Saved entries
***

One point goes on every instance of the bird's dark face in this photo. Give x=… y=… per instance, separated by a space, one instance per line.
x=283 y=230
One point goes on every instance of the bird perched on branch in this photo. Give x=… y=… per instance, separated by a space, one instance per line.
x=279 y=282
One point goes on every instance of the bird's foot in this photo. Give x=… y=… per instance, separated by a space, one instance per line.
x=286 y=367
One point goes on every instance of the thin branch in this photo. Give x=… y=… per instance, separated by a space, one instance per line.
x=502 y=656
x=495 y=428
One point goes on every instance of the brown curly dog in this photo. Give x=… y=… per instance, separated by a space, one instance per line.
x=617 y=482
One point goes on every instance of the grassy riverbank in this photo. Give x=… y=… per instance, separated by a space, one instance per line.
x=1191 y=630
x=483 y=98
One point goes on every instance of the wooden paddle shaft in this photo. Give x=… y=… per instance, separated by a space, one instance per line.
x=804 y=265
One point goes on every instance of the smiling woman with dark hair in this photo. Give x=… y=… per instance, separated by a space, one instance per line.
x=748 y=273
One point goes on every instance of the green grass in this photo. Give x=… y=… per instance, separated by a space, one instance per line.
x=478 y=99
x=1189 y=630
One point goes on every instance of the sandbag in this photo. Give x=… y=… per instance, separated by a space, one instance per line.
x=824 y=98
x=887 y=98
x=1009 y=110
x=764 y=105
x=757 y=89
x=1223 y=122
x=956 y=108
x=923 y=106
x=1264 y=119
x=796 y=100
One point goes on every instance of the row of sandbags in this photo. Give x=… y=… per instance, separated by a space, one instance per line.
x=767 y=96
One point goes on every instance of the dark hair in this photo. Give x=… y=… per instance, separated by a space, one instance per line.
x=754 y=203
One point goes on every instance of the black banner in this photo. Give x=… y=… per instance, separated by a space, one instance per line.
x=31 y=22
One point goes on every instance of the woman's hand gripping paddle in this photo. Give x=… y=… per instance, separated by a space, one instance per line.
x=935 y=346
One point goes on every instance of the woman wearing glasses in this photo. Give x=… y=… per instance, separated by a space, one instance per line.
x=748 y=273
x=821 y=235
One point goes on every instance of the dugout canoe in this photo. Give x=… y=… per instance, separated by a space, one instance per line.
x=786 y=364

***

**Brief**
Write out the lines again, beginning at the line that has "One point goes on every instance of the black" and stopping after the line that has "x=935 y=346". Keep every line in that span, and increase each coordinate in the answers by 142.

**Response to the task**
One point goes on every instance of the black banner in this photo. Give x=… y=… per instance, separated by a space, one instance per line.
x=173 y=164
One point goes on every instance of the woman's hand gripping paddle in this photo. Give x=… y=… per instance, separated by a space, one instance per line.
x=1077 y=488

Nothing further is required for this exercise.